_CONSIGNE_
D'après le texte présenté ci-dessous, pourquoi le marketing est-il absent dans une logique de production ? Expliquez-le en une à trois phrases.

_TEXTE PRÉSENTÉ_
-=-=-

Pour autant, on aurait tort de situer cette conception uniquement dans le passé. Témoin l'état actuel de la promotion immobilière au Maroc. On sait que le marché est fortement demandeur et l'offre faible. Pour parvenir à résorber le déficit en logements, la production annuelle devrait être portée à plus de 131.000 unités (estimation du ministère de l'habitat en 2011).
Dans ces conditions, les entreprises engagées dans la construction d'habitats sociaux fonctionnent bel et bien dans une logique de production. Le résultat est notoire : les bâtiments construits présentent des carences et des vices à tire-larigot (canalisations défectueuses, risques de fissuration, peinture et revêtement du sol bâclés, menuiserie rudimentaire, etc.).
La logique de production, à la limite, prévaut dans une situation de pénurie, là où la population dans l'ensemble n'a pas le choix. Tant que le consommateur n'a pas une attitude proactive, le marketing est absent – et n'est du reste pas nécessaire. Il serait perçu, sinon comme une charge superflue, du moins comme une activité accessoire. Disons, en toute rigueur, que l'action sur le marché se réduit aux techniques commerciales permettant d'écouler au mieux les produits fabriqués.
Comment dans ce contexte l'entreprise est-elle organisée ?

La fonction de production prédomine

L'organigramme d'une entreprise, notons-le, est la schématisation de sa structure interne. Pour ce qui est du mode fonctionnel, les opérations et les tâches font l'objet d'un regroupement selon le critère d'appartenance à une fonction. En principe, l'exercice d'une fonction est assuré par un service, c'est-à-dire un ensemble de moyens humains et matériels adaptés aux diverses opérations relevant de la fonction. On trouve néanmoins des situations où telle fonction est assurée par plusieurs services, ou inversement, tel service assure plusieurs fonctions.

-=-=-

[Entrées d'annotation de régions]
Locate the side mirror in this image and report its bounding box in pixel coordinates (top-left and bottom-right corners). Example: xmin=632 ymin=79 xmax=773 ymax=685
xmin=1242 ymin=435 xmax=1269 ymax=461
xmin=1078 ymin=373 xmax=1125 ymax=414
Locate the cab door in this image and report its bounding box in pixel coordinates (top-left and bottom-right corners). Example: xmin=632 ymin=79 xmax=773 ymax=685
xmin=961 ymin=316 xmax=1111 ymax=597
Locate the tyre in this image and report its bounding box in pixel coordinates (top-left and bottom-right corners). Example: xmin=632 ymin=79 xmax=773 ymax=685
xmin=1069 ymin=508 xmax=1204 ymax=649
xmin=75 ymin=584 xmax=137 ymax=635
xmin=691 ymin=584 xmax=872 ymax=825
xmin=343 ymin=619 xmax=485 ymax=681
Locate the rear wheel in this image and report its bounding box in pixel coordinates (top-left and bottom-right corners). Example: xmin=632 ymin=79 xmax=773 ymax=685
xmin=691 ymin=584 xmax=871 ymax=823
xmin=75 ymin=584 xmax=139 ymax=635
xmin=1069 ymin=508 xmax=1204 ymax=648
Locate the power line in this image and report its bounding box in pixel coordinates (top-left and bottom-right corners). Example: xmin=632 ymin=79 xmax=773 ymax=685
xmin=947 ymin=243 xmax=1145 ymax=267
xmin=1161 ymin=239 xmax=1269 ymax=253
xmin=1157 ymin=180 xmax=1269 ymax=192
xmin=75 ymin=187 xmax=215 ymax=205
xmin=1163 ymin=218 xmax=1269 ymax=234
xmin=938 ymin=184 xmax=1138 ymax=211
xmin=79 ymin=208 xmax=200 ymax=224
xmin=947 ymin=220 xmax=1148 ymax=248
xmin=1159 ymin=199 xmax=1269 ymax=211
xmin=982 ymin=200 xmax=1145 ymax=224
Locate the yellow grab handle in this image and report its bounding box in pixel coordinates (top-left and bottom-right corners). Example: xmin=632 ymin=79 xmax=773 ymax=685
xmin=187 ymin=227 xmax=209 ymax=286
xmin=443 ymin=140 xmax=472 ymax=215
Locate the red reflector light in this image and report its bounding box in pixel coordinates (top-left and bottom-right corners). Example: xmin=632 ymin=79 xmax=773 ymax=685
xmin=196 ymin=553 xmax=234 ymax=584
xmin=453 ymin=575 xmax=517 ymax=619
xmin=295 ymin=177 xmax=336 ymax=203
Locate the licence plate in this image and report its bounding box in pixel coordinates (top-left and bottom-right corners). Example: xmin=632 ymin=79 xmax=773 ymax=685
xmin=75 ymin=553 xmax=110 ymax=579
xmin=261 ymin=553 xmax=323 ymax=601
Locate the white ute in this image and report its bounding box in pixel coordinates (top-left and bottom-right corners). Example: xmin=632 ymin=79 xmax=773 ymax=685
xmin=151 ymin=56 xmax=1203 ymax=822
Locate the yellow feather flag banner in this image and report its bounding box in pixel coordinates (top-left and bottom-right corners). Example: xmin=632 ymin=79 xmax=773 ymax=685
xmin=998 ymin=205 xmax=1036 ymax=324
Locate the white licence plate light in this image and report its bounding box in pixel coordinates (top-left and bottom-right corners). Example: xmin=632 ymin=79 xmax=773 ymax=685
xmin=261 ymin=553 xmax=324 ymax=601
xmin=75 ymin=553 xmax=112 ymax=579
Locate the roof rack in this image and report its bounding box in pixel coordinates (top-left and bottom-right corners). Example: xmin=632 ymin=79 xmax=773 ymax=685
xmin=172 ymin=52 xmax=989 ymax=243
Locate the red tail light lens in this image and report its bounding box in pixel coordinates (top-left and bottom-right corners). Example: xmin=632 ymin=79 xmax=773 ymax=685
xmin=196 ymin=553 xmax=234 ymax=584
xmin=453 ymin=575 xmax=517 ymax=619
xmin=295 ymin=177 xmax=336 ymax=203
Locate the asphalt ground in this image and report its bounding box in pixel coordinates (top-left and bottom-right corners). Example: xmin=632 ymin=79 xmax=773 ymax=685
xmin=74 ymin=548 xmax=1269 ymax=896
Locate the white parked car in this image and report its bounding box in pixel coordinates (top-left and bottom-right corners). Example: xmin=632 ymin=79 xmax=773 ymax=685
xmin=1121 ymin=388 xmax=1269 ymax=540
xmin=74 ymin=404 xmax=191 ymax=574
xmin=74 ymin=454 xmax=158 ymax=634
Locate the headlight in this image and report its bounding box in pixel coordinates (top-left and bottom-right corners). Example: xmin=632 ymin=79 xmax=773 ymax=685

-=-=-

_RÉPONSE_
La logique de production prévaut en situation de pénurie, lorsque la population n'a pas le choix. Tant que le consommateur n'a pas d'attitude proactive, le marketing n'est pas nécessaire : il serait perçu comme une charge superflue ou, du moins, comme une activité accessoire.